MATERIAL:
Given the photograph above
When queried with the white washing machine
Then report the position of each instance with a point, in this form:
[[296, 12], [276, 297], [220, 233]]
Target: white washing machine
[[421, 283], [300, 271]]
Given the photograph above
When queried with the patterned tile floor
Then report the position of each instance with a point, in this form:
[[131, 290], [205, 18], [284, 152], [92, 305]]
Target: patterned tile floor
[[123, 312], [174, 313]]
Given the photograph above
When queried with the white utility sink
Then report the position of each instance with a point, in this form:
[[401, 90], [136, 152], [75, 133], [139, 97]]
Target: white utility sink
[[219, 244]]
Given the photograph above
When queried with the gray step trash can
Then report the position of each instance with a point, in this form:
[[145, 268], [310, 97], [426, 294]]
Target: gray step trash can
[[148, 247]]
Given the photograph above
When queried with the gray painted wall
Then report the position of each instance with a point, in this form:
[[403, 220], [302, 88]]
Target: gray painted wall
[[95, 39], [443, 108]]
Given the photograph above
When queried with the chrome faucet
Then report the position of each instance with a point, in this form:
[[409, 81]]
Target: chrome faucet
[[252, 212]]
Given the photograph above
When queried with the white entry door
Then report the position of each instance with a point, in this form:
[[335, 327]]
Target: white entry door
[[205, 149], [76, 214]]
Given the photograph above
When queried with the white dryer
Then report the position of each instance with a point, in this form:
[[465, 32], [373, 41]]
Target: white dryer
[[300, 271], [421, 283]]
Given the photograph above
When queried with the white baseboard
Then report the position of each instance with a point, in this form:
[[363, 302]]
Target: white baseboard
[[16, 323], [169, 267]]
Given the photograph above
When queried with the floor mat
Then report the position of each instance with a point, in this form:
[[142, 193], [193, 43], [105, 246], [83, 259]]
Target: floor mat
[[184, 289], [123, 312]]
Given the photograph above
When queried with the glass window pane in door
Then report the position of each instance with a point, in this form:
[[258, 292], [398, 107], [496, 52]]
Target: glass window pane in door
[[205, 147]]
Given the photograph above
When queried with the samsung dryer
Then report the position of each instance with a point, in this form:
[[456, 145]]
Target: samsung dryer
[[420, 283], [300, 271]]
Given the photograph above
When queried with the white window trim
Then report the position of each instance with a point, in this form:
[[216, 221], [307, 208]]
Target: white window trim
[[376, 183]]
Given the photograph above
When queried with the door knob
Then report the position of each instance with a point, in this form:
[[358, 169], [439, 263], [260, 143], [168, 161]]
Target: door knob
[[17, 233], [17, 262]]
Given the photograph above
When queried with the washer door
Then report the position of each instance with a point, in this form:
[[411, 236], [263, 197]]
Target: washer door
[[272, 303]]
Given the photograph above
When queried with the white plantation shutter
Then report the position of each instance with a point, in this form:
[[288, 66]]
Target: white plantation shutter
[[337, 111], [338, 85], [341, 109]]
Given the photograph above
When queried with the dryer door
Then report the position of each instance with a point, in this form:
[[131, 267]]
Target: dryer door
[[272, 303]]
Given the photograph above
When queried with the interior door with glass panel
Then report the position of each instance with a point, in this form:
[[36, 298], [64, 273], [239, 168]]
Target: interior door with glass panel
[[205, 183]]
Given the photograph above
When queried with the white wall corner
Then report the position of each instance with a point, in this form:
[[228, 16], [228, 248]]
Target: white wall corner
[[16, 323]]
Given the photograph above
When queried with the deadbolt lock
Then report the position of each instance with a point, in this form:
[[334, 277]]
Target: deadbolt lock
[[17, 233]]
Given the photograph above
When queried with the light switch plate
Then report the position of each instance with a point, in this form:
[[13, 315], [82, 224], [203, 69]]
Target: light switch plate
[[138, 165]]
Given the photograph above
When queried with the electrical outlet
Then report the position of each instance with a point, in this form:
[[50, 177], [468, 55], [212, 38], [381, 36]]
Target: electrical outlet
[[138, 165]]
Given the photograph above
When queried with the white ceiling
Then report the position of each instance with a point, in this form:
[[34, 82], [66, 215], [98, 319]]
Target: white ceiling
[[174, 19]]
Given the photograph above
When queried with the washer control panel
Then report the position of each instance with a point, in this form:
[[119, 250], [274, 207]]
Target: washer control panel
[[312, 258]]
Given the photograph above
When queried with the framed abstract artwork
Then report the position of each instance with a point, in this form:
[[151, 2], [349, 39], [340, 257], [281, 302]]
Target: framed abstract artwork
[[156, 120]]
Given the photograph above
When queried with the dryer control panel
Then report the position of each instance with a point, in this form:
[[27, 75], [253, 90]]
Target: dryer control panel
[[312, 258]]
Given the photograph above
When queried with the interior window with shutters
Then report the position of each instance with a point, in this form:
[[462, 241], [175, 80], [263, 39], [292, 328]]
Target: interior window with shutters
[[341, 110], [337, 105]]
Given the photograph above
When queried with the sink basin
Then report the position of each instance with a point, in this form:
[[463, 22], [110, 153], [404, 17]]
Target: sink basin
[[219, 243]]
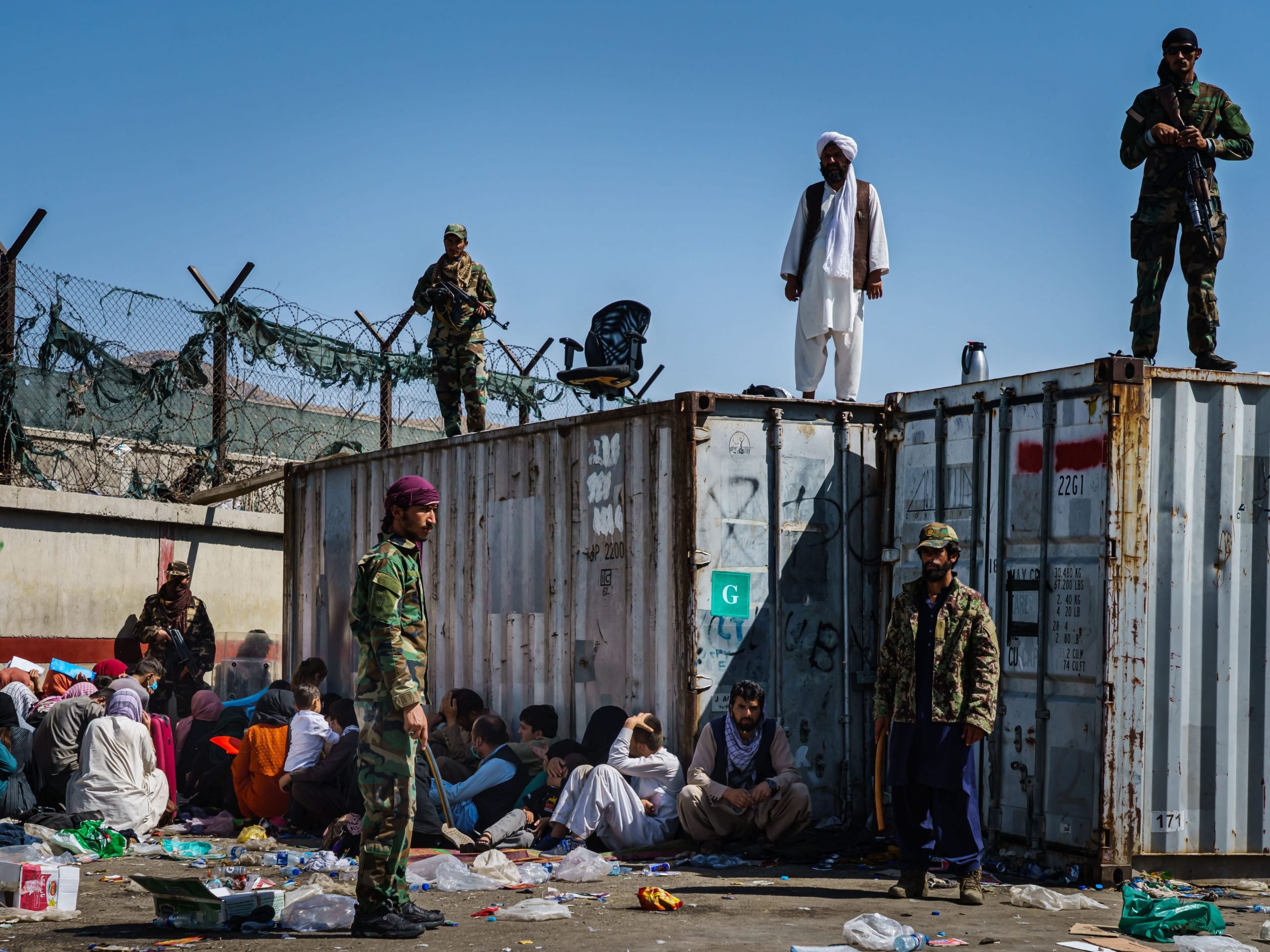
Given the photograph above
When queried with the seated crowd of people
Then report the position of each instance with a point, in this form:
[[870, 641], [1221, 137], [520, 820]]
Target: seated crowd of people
[[287, 757]]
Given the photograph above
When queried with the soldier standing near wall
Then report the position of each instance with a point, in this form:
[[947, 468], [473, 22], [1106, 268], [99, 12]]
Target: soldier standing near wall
[[389, 619], [456, 341], [1213, 127]]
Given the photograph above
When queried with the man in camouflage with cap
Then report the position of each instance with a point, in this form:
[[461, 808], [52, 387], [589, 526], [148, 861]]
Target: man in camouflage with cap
[[176, 607], [456, 341], [1212, 126], [389, 619], [937, 695]]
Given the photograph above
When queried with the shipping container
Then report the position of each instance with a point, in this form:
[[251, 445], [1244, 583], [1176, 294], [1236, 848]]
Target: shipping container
[[647, 556], [1115, 517]]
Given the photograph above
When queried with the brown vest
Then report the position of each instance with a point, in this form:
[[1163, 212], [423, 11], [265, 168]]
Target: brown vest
[[860, 259]]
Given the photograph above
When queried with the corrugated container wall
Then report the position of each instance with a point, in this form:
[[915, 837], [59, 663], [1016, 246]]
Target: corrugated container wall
[[1126, 564], [631, 558]]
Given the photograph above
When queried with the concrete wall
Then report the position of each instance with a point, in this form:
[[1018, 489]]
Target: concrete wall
[[75, 569]]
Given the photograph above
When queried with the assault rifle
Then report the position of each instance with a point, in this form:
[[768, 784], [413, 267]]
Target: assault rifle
[[1199, 200], [448, 291]]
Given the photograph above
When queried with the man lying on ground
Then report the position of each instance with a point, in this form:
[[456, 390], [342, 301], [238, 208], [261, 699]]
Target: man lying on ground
[[628, 803], [742, 781], [493, 790]]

WORK TO BE COMPLETED: Reproduce all of the records above word for word, leaving out the pictures.

ANSWER TO THIS TASK:
Given the photograph above
When queried with the white washing machine
Then report the position of each instance with a point, in this form:
[[296, 12], [276, 297], [220, 233]]
Target: white washing machine
[[421, 283], [300, 271]]
Given the photograph above
When queried with the patterned tile floor
Then report the position of each instance with a point, in this form:
[[131, 290], [205, 18], [284, 152], [92, 305]]
Target: patterned tile floor
[[123, 312], [174, 313]]
Given the photograph above
When queried with the white utility sink
Then report the position of each instance with a point, in this form:
[[401, 90], [136, 152], [75, 133], [139, 97]]
Target: white utility sink
[[219, 244]]
Given the photograph above
When queried with the gray step trash can
Then report the position of each instance with a point, in this form:
[[145, 268], [310, 97], [426, 294]]
Target: gray step trash can
[[148, 247]]
Given the photograph above
When queried with the gray painted wall
Then report the position of each instance with a point, in this form:
[[403, 220], [302, 88]]
Target: gray painted wall
[[95, 39], [443, 108]]
Given the photograph above
When queried with the chrome faucet
Then report the position of each instance with a point, in this form:
[[409, 81]]
Target: chrome faucet
[[252, 212]]
Given the photograph above
When queried with the white entry door
Then report the position of each instance with a point, in this form:
[[335, 327]]
Target: white entry door
[[205, 149], [76, 214]]
Given the photograph above
When queried with the white dryer
Then report the position of each instance with a point, in this form:
[[465, 32], [373, 41]]
Target: white dryer
[[300, 271], [421, 283]]
Given the photograph above
When queried with the white baseboard
Then report the position of each instance with a point, in this form:
[[363, 302]]
Target: white baseboard
[[16, 323], [169, 267]]
Given the photograph above
When queried with the floor mat
Then report the position of each instance with a point, in this form:
[[142, 193], [193, 43], [105, 246], [83, 259]]
Target: floor mat
[[184, 289], [123, 312]]
Given the photograph above
When queried with the glass window pane in door
Then report the position of each instance with a point, in this form:
[[258, 292], [398, 107], [496, 52]]
Target: glass window pane in door
[[205, 147]]
Given the photograph above
When queried with the samsung dryer
Then report the position of each instance with a point, in this form:
[[456, 145]]
Target: samsung dryer
[[420, 283], [300, 271]]
Given the photograph above
When queried with the white window trim
Then report the position of each instance with a point, in this form:
[[216, 221], [307, 208]]
Target: white window trim
[[376, 183]]
Given the photograph above
When queried with the door knob
Then report the position of each instance with a point, in this form:
[[358, 169], [439, 263], [260, 143], [168, 161]]
Target: door knob
[[17, 233], [17, 262]]
Given the photograph above
When queried with the washer door
Then report the position of each instance with a point, in this form:
[[411, 236], [263, 197]]
Target: washer door
[[272, 303]]
Given the photograph above
When queried with the white plantation shutter
Then report the position of each instance with a point, in this form:
[[288, 66]]
Target: white plantation shutter
[[337, 111], [338, 85], [341, 109]]
Given the photograph above
When queried with the dryer door
Then report the position of each instance with a point, in this form:
[[131, 267]]
Target: dryer door
[[272, 303]]
Given the photograph above
When queried with the interior door with glass panel
Then report the position of each instance with a point, in this form:
[[36, 298], [64, 273], [239, 168]]
Target: interior door with glass panel
[[205, 183]]
Given the photograph above
When queried with the white wall corner
Then report the position of each instance with a point, in this form:
[[228, 16], [228, 248]]
Target: white wall corner
[[16, 323]]
Given the photograph above
When queried with the deadbolt lock
Then report the position of each instance with a point, in this form:
[[334, 277]]
Target: deadbolt lock
[[17, 233]]
Given the photograph above
When queried with the light switch plate
Then report the position of each instance with a point, in this form:
[[13, 315], [82, 224], [203, 69]]
Target: light switch plate
[[138, 165]]
Given the photograph above
When queried with the electrical outlet
Then report the position of each instance with a point, in this form:
[[50, 177], [468, 55], [212, 38], [381, 36]]
Target: electrical outlet
[[138, 165]]
Given the photograph above
When queried with the white ceiling
Then report the position of each instance with a point, in this form:
[[34, 82], [66, 215], [98, 319]]
Target: white ceiling
[[174, 19]]
Given the photograph above
When queried with the washer control panel
Then report the position of each instance with a point, in this form:
[[119, 250], [274, 207]]
Target: washer control panel
[[312, 258]]
Given the photograph above
When queried with the framed abstract artwork
Then report the position of each instance with a point, in this form:
[[151, 2], [349, 39], [340, 257], [281, 302]]
Target: framed abstract artwork
[[156, 120]]
Given the photograph above
When queried with the dryer control panel
Then report the position of each instance with a point, in this form:
[[27, 75], [253, 90]]
Target: dryer control panel
[[312, 258]]
Given the photograph above
When queried with the interior window with shutters
Then report the position of each instance with a point, in this form:
[[462, 241], [175, 80], [263, 39], [292, 328]]
Target: interior window with shutters
[[341, 110], [337, 105]]
Given the photograph above
When queried with the sink basin
Then report the position of each instance with a point, in this form:
[[463, 22], [110, 153], [404, 17]]
Target: sink basin
[[219, 243]]
Given the photograph above
When queried with the seated crowd of people
Then report the position of each instance with a point, in this form:
[[870, 641], [1221, 137], [520, 820]]
Target: seated crowd of people
[[287, 757]]
Given the photograph above
When queried with the soldier standing near wall
Then report the position of each instance with a point, in this form:
[[947, 468], [473, 22], [1106, 268], [99, 12]]
Target: soldier standing near wall
[[389, 619], [456, 341], [1213, 127]]
Given the photograph above
When queried with the man in camouflage with cap
Then report the position of each instance with a point, in this form:
[[461, 808], [52, 387], [589, 526], [148, 861]]
Target: man in camouflage with cap
[[176, 607], [456, 341], [1212, 126], [389, 619], [937, 695]]
Given the photograph above
When queried with the shipping container
Then report the position of each instance with a point, in this form:
[[251, 445], [1244, 583], [1176, 294], [1236, 848]]
Target: shipping container
[[647, 556], [1115, 517]]
Given the photograph above
When queried with the brown vest
Then report the position of each instance with a point, in this form:
[[1163, 212], [423, 11], [265, 168]]
Target: brown vest
[[860, 259]]
Given the photograph above
When queried with the corrugated container wall
Then report the position of each instance with a point, in this form:
[[915, 837], [59, 663], [1016, 246]]
Target: corrugated container wall
[[1126, 564], [631, 558]]
Given the photograph above
When queried with the concrete wall
Then report the position of each instance with a point, in this form:
[[1018, 489]]
Target: concrete wall
[[75, 569]]
Given the photograph above
When queried with the assault rifle
Then report the position of each instance with a point, in this form:
[[768, 784], [413, 267]]
Target: assault rifle
[[1199, 200], [448, 291]]
Given the photograph above
When queried with the man lying on ground
Then report the position of each instance with a point, in this form:
[[456, 390], [342, 301], [238, 208], [261, 699]]
Target: man lying on ground
[[628, 803], [742, 781], [493, 790]]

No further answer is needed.